▶ Given records
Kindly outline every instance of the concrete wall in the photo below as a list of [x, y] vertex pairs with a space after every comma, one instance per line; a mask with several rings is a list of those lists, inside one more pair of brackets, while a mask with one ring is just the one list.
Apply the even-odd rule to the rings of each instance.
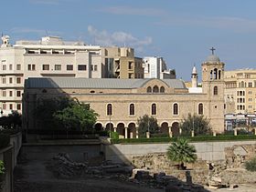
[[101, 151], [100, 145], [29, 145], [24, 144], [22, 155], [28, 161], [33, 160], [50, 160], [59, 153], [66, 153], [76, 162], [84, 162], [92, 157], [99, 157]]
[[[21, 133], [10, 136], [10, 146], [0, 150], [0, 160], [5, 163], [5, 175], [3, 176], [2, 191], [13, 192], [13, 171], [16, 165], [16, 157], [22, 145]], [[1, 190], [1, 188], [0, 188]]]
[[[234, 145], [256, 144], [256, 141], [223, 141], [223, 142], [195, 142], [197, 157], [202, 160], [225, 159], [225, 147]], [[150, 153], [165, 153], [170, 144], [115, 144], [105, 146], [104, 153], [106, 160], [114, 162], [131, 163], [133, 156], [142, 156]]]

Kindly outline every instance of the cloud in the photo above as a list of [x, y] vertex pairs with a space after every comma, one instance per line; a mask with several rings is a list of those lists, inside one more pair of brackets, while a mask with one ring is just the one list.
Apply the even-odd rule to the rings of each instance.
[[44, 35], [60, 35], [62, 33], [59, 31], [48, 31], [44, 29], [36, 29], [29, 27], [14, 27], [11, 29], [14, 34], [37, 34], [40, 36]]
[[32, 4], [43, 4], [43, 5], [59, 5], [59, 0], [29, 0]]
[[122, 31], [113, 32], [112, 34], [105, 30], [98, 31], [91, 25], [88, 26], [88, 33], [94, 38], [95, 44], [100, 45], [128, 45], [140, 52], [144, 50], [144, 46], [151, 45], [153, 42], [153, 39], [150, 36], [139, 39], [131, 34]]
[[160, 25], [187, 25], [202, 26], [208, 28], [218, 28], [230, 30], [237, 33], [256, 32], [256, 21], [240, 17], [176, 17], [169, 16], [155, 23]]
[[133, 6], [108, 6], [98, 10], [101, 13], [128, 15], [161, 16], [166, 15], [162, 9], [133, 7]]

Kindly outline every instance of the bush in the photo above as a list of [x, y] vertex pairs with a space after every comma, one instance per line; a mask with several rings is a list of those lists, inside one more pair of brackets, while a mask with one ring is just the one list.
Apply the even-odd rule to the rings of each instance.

▶ Problem description
Rewrite all of the entries above as a Markdown table with the columns "Number" and "Line," putting one line per row and skipping blank lines. Leave the pictures out.

▶ Result below
| Number | Line |
|---|---|
| 1 | Kindly outline every instance of the concrete wall in the photo below as a list of [x, y] vertex pairs with a space after every comma, one instance per line; a mask with several rings is a list of those lists, inside one more pair of brackets, while a mask with one ring is just the one list. |
| 2 | Apply the even-odd rule to the rings of each instance. |
| 3 | [[101, 151], [100, 145], [29, 145], [24, 144], [22, 155], [28, 161], [33, 160], [50, 160], [59, 153], [66, 153], [76, 162], [84, 162], [92, 157], [99, 157]] |
| 4 | [[[21, 133], [10, 136], [10, 146], [0, 150], [0, 160], [5, 163], [5, 175], [3, 176], [2, 191], [13, 192], [13, 171], [16, 165], [16, 157], [22, 145]], [[1, 190], [1, 188], [0, 188]]] |
| 5 | [[[234, 145], [256, 144], [256, 141], [223, 141], [223, 142], [195, 142], [197, 157], [202, 160], [225, 159], [225, 147]], [[150, 153], [165, 153], [170, 144], [115, 144], [105, 146], [104, 153], [106, 160], [114, 162], [131, 163], [133, 156], [142, 156]]] |
| 6 | Kindly outline every instance of the cloud in the photo above as a list of [x, y] vertex pairs with a space after every comma, one instance per line; a mask with several rings is a list of those lists, inside one more pair of brackets, while a mask with one ring is just the one list. |
| 7 | Apply the even-odd rule to the rings of each instance. |
| 8 | [[44, 35], [60, 35], [62, 33], [59, 31], [48, 31], [44, 29], [36, 29], [29, 27], [14, 27], [11, 29], [14, 34], [37, 34], [40, 36]] |
| 9 | [[32, 4], [43, 4], [43, 5], [59, 5], [59, 0], [29, 0]] |
| 10 | [[122, 31], [113, 32], [112, 34], [105, 30], [98, 31], [91, 25], [88, 26], [88, 33], [94, 38], [95, 44], [100, 45], [128, 45], [140, 52], [144, 50], [144, 46], [151, 45], [153, 42], [153, 39], [150, 36], [139, 39], [131, 34]] |
| 11 | [[160, 25], [187, 25], [202, 26], [208, 28], [218, 28], [230, 30], [237, 33], [256, 32], [256, 21], [240, 17], [176, 17], [169, 16], [155, 23]] |
| 12 | [[133, 6], [108, 6], [98, 10], [101, 13], [128, 15], [161, 16], [166, 15], [162, 9], [133, 7]] |
| 13 | Kindly outline every instance of the bush in the photo above as a list of [x, y] vertex pairs with a space after every comma, one instance per line; a mask with several rings is a list of those lists, inside one more pair of brackets, while a mask with one ring is just the one list. |
| 14 | Apply the even-odd rule to the rings of each instance. |